◆ TASK TO COMPLETE
Which lines in the records below contain the string "strawberry"? Gather and copy each of those lines, treating uppercase and lowercase letters as different.

-- Begin --

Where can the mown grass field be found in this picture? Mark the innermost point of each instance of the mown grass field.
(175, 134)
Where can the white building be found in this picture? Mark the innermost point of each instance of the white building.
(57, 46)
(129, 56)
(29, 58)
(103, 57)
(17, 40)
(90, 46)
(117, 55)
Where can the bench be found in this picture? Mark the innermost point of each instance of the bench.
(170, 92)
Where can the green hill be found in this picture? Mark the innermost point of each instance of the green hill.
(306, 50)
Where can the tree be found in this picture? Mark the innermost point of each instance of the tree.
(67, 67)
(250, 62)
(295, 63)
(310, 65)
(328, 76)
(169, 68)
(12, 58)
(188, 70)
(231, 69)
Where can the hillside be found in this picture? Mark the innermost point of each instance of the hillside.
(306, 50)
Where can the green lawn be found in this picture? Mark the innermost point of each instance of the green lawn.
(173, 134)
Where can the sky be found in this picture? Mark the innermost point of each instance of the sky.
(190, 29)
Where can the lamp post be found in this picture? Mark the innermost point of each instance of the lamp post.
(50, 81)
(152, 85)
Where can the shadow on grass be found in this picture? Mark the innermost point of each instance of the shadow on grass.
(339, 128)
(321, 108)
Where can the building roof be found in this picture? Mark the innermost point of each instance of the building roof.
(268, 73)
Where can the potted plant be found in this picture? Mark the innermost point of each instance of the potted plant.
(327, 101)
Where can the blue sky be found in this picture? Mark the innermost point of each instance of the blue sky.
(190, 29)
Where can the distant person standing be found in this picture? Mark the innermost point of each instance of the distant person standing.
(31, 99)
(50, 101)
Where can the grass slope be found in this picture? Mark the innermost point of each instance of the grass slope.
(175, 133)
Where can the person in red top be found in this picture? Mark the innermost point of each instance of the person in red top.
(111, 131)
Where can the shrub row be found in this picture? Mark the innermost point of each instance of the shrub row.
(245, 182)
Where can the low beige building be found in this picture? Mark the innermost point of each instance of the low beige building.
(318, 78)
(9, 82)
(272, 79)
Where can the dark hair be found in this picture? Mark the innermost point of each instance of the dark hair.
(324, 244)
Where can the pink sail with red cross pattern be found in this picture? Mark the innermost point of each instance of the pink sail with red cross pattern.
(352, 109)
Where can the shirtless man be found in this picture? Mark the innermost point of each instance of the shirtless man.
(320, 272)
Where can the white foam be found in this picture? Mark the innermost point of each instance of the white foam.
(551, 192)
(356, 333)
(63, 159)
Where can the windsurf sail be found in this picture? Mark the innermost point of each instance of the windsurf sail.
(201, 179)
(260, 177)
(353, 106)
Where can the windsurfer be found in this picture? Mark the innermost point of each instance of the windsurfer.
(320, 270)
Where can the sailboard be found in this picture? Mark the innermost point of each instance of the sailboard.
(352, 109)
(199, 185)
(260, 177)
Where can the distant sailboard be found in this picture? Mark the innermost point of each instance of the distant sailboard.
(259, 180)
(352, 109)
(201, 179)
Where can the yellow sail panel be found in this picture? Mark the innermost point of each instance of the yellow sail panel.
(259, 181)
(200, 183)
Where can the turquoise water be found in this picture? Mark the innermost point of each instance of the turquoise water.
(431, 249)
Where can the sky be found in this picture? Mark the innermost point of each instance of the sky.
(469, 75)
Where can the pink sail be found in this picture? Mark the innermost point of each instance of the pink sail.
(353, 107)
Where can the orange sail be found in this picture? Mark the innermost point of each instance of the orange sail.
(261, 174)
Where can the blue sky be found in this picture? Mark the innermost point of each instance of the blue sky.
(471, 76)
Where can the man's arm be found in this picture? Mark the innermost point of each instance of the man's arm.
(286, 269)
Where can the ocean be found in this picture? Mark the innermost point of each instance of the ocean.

-- End --
-- Begin --

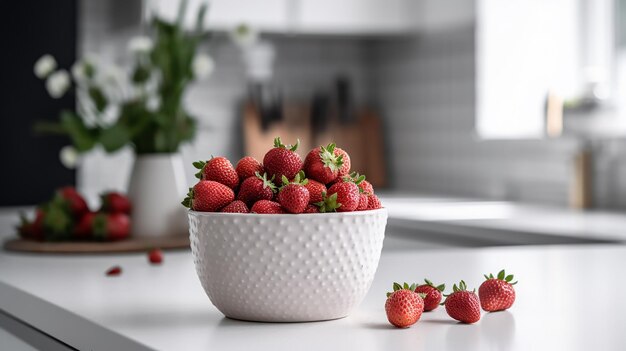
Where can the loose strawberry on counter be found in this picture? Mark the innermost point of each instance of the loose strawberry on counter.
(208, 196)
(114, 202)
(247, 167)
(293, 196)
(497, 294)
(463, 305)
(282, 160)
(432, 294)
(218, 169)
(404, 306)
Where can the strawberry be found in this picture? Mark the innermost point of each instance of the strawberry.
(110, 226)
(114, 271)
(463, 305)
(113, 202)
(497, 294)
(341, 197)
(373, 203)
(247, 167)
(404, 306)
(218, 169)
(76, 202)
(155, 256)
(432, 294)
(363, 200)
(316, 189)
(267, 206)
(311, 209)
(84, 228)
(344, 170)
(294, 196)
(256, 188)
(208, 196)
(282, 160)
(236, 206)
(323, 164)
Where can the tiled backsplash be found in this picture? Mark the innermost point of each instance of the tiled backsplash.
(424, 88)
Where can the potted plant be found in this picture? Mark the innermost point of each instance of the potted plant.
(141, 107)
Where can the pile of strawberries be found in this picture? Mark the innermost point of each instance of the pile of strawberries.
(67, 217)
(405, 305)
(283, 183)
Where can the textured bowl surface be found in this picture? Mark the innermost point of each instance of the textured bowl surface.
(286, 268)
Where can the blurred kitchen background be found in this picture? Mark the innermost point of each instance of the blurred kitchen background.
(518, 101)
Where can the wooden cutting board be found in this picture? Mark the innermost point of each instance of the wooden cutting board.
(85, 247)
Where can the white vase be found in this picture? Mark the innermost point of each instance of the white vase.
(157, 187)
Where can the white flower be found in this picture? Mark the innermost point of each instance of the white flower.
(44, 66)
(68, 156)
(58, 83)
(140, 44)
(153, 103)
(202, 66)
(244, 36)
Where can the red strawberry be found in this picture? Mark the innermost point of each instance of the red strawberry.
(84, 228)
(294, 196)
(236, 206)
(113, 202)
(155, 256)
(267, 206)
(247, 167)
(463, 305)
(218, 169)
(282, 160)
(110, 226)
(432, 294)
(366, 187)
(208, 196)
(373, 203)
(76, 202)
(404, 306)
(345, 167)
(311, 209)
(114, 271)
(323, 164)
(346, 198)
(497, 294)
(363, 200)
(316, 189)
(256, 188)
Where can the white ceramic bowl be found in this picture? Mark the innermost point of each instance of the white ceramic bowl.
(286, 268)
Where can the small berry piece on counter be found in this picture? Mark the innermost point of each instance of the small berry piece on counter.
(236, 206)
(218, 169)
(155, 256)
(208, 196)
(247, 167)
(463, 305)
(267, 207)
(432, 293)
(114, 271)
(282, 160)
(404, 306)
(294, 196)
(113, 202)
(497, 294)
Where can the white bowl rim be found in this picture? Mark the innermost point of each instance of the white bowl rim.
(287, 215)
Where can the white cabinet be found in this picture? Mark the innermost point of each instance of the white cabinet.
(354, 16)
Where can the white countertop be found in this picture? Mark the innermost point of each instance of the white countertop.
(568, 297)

-- End --

◆ EXERCISE RESPONSE
Where can the loose strawberry on counter be found in this picture? Mark the innermost point of each instance of the loose strawberry on counter.
Where can the strawberry be found in this picture? Mark the innermost point of each instance of the strawberry.
Where can the red strawberry be found in this picture? Mark the innermost point of each instance of the red strawberry.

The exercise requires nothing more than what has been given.